# Given exercise
Rewrite the lines of the records below, from the line containing "blue shirt. Keep to one point per instance." through the end of the records, inclusive, as a JSON list of strings with one string per line. Leave out blank lines.

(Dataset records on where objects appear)
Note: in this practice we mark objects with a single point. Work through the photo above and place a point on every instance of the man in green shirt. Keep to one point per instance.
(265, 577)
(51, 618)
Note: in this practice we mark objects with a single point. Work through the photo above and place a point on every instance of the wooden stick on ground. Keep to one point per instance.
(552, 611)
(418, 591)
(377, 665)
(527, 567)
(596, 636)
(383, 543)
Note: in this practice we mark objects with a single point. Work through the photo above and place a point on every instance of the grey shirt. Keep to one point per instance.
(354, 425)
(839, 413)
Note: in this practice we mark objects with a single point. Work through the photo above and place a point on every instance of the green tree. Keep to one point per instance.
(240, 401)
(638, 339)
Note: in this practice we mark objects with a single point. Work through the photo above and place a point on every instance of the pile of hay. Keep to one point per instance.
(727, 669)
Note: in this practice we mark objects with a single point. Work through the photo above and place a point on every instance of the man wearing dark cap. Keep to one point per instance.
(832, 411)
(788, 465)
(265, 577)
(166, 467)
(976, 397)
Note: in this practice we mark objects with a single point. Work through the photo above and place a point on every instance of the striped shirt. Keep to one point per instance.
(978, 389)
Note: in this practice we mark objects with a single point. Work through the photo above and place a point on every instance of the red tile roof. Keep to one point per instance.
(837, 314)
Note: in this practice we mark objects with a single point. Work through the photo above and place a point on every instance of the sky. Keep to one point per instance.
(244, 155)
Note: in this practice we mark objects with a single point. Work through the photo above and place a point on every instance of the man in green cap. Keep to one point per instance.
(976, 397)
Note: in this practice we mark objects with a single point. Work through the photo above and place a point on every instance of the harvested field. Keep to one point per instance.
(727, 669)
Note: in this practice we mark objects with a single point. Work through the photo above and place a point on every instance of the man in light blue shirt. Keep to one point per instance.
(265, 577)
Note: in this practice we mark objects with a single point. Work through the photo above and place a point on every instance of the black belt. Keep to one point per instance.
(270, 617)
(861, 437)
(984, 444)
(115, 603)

# Written answer
[
  "Note: in this practice we mark objects with a single point. Work through the photo above and place a point on every instance of the man in light blue shirt. Keep to one point per instance.",
  "(265, 577)",
  "Note: in this practice we mark objects with a single point. Work through the photo above and place a point on every instance of the black belt. Keep to one point per instance.",
  "(270, 617)",
  "(861, 437)",
  "(984, 444)",
  "(115, 603)"
]